The tasks:
1 - Name each variable that the forum post about the missing .dla file assigns a value in its suggested adjustments, and give the value it is set to.
2 - Print the passage of the forum post about the missing .dla file that begins at the words "Hi MediaTek team" and ends after the words "adjustments you suggested.".

[Qwen2.5-7B] No .dla file generated when running compile_generative.sh on Genio 520

Environment:

  • Platform: Genio-520
  • Toolkit: GAI-Deployment-Toolkit-v2.0.8_qwen2.5-0.5b-1.5b-7b-v0.1
  • Neuron SDK: 20250423_Neuron_SDK_v1.2517.03_neuron-8.0-release.tar.gz

Hi MediaTek team and community,

With Qwen 2.5, I’m still encountering the issue: “No .dla file generated when running compile_generative.sh”, even after applying the adjustments you suggested.

BACKEND=“mdla5.3,edma3.6”
L1_SIZE_KB=“256”
NUM_MDLA=“1”

Here are the logs/images when running compile_generative.sh:

Ảnh chụp màn hình 2026-03-30 100027

After running compile_generative.sh, it does not return any logs or generate any .dla file. This issue only occurs with compile_generative.sh, while compile_prompt_qwen2.5_0.5B_7B.sh still successfully generates .dla files and produces some log output such as:

(py38_test) bkav@bkav-Super-Server:~/Downloads/GAI_Toolkits/GAI-Deployment-Toolkit-v2.0.8_qwen2.5-0.5b-1.5b-7b-v0.1/compile$ ./compile_prompt_qwen2.5_0.5B_7B.sh 
/home/bkav/Downloads/GAI_Toolkits/GAI-Deployment-Toolkit-v2.0.8_qwen2.5-0.5b-1.5b-7b-v0.1/post_training_quantize/tflite/Qwen2.5-7B-Instruct_asym4W_sym16A_Overall_hessian_wgt_opt_cum_layer_error_rotate_ortho_0_128t2048c/Qwen2.5-7B-Instruct_asym4W_sym16A_Overall_hessian_wgt_opt_cum_layer_error_rotate_ortho_0_7layer_128t2048c_2.tflite 
/home/bkav/Downloads/SDK/Neuropilot_SDK/20250423_Neuron_SDK_v1.2517.03_neuron-8.0-release/neuron_sdk
WARNING: SMP is skipped since all backend targets are single-core or unknown.
WARNING: SMP is skipped since all backend targets are single-core or unknown.
WARNING: SMP is skipped since all backend targets are single-core or unknown.
WARNING: SMP is skipped since all backend targets are single-core or unknown.
WARNING: SMP is skipped since all backend targets are single-core or unknown.
Patch done!
WARNING: 16A4W FC signed input activation but not has 128 offset may cause the input value of sw workaround saturated.

Dataset records:
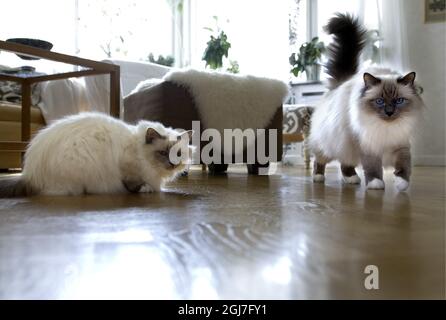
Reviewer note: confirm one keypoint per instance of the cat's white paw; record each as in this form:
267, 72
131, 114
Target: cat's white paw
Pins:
375, 184
318, 178
401, 184
352, 180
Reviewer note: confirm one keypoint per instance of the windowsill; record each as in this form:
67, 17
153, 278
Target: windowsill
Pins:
304, 83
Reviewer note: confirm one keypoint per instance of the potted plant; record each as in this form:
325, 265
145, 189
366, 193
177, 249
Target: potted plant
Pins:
167, 61
217, 48
308, 59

Answers to the exercises:
1 -
- BACKEND: mdla5.3,edma3.6
- L1_SIZE_KB: 256
- NUM_MDLA: 1

2 -
Hi MediaTek team and community,

With Qwen 2.5, I’m still encountering the issue: “No .dla file generated when running compile_generative.sh”, even after applying the adjustments you suggested.